[EXCERPT TO READ]:
▬▬▬▬▬▬▬▬▬▬
To fix or not to fix (your loan)

If you’re planning a renovation, just finished one, or you’re right in the thick of one, you may well be re-evaluating your mortgage options. And if you are, you are also probably asking yourself the question: “Should I fix my loan rate?”

Credit
Credit: Three Birds Renovations

There are always questions around fixed and variable rates, because people really want to know what they should do!

Some people take the crystal ball perspective – they try and predict what’s going to happen in the future, but to be honest, it’s a bit like being at the casino table and trying to figure out whether the ball is going to drop on a red or black number. Banks employ rooms full of economists who try to figure this out every day and they still get it wrong!

After: backyard
Credit: Three Birds Renovations

The most accurate (and there’s still plenty of room for error) approach is probably the rear vision mirror view, which is to look backwards at what has happened with rates historically.

At the moment, interest rates are at an almost-60-year interest rate low, which is great for buyers right now. But if you speak to people who were buying houses in the ’80s, they’ll be able to talk to you about the pain of borrowing on rates of 18%. I’m 35 and in my ten-year borrowing life I’ve seen a big fluctuation with rates. One of my first loans sat in the 8 or 9% range and now we are seeing them halve to sit in the 4% range.
▬▬▬▬▬▬▬▬▬▬
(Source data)
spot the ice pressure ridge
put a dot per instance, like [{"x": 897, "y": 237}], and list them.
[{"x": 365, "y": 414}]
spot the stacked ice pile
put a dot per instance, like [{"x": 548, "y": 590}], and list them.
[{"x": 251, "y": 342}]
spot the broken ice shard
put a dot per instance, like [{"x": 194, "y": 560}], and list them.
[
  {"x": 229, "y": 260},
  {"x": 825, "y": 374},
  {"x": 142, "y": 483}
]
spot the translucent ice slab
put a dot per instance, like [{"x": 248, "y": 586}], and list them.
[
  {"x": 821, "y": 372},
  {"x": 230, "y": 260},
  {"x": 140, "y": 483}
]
▬▬▬▬▬▬▬▬▬▬
[STATED PROBLEM]: Please answer from the loan-rate text above: what borrowing rate can people who bought houses in the '80s talk about?

[EXERCISE ANSWER]: 18%.